**Exercices à réaliser**
(A) D'après le document source sur le numérique en Arménie, quelle somme le FMI a-t-il débloquée pour soutenir Team Telecom Armenia ?
(B) Relevez toutes les entreprises nommées dans le document source sur le numérique en Arménie.

Dépourvue de ressources gazières ou pertolières, l’Arménie a trouvé d'autres moyens de développer son économie. Le numérique s’est progressivement imposé comme un pilier stratégique de son développement économique, diplomatique et industriel, lui permettant d'atteindre de nouveaux sommets. Comment le numérique permet-il à l’Arménie de développer son économie ?
Par Zacharie Mauboussin
Des investissements publics et privés importants dans la transformation numérique.
L’État arménien a fait de la transformation numérique une priorité nationale. Avec ses partenaires, il investit massivement dans le développement du numérique auprès des entreprises arméniennes, et plus particulièrement des PME.
L'ouverture aux capitaux étrangers a également joué un rôle important dans le développement de ces technologies. À la suite de la pandémie de Covid-19, le FMI a débloqué 20 millions de dollars pour soutenir Team Telecom Armenia dans la modernisation des infrastructures de réseaux. L’Arménie mise également sur les infrastructures de nouvelle génération. En juin 2025, Firebird, une entreprise spécialisée dans l'intelligence artificielle, a annoncé un investissement historique de 500 millions de dollars pour construire le centre de données le plus puissant du Caucase. Ce projet, soutenu par le gouvernement arménien, s'appuie sur un partenariat stratégique avec NVIDIA, leader mondial des cartes graphiques.
Un écosystème dynamique
En 2025, le secteur employait plus de 45 000 personnes. Il représentait 4,5 % du PIB en 2022. Aujourd'hui, le numérique représente 2,6 milliards de dollars d'exportations.
« Le dynamisme de l'écosystème numérique arménien s'explique en partie par l'héritage soviétique en mathématiques. Sur cette base, la partie française, par l’intermédiaire de ses enseignants qui viennent régulièrement en mission, a développé les applications des mathématiques et de la statistique dans les domaines de l’informatique et de la science de gestion », raconte Aram Yesayan, responsable de la chaire de mathématiques à l'UFAR.
60 % des entreprises arméniennes prévoient d'investir dans le numérique au cours des deux prochaines années. Toutefois, l'écart avec les entreprises européennes reste significatif : 45 % d'entre elles utilisent le cloud, contre seulement 12 % en Arménie. Cet écart peut s'expliquer par un manque de formation et de capitaux.

**Données enregistrées**

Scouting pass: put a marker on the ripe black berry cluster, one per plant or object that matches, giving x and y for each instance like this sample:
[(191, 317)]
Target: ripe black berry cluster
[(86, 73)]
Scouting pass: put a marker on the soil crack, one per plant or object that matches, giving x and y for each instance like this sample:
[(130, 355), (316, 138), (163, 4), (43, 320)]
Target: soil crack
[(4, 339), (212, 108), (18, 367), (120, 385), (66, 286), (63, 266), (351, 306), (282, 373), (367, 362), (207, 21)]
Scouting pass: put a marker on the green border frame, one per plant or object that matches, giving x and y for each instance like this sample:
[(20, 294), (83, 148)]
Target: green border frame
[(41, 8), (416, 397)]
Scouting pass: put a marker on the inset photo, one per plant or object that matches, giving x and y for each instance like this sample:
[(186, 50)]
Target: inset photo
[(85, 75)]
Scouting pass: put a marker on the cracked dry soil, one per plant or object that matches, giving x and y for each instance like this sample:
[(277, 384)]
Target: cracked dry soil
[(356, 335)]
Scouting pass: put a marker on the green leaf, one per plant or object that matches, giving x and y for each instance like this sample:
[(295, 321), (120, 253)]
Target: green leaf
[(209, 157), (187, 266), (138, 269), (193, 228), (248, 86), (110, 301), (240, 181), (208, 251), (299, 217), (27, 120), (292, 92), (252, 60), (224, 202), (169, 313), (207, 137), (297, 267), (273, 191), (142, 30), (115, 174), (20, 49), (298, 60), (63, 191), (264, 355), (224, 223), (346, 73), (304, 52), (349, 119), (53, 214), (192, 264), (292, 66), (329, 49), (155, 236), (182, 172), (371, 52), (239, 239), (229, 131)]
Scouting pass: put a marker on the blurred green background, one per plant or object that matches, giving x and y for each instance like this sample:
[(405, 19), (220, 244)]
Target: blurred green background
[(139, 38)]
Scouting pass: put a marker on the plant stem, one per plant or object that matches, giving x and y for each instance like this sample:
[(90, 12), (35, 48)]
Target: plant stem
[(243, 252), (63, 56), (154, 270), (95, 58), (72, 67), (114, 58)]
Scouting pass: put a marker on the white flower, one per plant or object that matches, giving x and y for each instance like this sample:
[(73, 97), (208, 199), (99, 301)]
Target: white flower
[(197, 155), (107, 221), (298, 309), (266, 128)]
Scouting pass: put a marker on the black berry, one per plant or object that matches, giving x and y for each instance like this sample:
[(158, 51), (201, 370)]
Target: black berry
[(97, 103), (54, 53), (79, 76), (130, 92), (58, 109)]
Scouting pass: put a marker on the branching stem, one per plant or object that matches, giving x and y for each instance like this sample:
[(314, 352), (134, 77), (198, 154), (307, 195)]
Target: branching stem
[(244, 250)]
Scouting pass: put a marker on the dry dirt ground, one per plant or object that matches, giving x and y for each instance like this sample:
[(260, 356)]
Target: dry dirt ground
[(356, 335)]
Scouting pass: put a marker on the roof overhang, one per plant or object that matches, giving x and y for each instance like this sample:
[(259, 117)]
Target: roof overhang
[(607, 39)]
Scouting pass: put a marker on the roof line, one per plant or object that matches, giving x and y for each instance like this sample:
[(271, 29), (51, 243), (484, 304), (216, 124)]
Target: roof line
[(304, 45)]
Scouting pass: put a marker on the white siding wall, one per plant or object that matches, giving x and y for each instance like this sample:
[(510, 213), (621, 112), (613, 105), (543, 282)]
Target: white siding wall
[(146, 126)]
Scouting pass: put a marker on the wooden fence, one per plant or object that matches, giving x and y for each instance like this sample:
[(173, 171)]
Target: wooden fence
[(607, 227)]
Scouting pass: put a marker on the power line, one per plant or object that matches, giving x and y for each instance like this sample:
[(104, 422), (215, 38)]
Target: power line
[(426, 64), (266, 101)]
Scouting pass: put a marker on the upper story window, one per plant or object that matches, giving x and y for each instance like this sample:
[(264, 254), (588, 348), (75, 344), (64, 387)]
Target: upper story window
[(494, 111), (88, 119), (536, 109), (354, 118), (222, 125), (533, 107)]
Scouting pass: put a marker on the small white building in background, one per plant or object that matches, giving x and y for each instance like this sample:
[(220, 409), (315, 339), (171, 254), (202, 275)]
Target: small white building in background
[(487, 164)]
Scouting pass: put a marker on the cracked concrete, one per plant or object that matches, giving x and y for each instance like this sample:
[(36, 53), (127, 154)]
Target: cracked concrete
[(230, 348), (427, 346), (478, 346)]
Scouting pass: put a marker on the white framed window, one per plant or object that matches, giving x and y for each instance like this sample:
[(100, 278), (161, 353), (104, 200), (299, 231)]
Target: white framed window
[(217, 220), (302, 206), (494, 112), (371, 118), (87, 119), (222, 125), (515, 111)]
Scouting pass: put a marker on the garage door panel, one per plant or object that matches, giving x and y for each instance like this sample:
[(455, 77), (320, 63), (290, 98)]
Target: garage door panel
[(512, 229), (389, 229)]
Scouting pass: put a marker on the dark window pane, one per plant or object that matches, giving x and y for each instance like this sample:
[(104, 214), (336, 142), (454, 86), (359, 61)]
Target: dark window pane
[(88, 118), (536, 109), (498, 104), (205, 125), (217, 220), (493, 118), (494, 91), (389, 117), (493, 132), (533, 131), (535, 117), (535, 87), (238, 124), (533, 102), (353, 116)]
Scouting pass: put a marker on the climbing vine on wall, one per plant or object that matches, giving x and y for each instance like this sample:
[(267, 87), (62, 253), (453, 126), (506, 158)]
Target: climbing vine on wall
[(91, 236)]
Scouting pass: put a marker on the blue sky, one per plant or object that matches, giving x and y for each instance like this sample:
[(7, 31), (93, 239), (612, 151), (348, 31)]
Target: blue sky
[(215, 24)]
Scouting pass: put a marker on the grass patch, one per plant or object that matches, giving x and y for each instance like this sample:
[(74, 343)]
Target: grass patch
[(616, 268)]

**Réponses rédigées**
(A) 20 millions de dollars.

(B) Team Telecom Armenia, Firebird, NVIDIA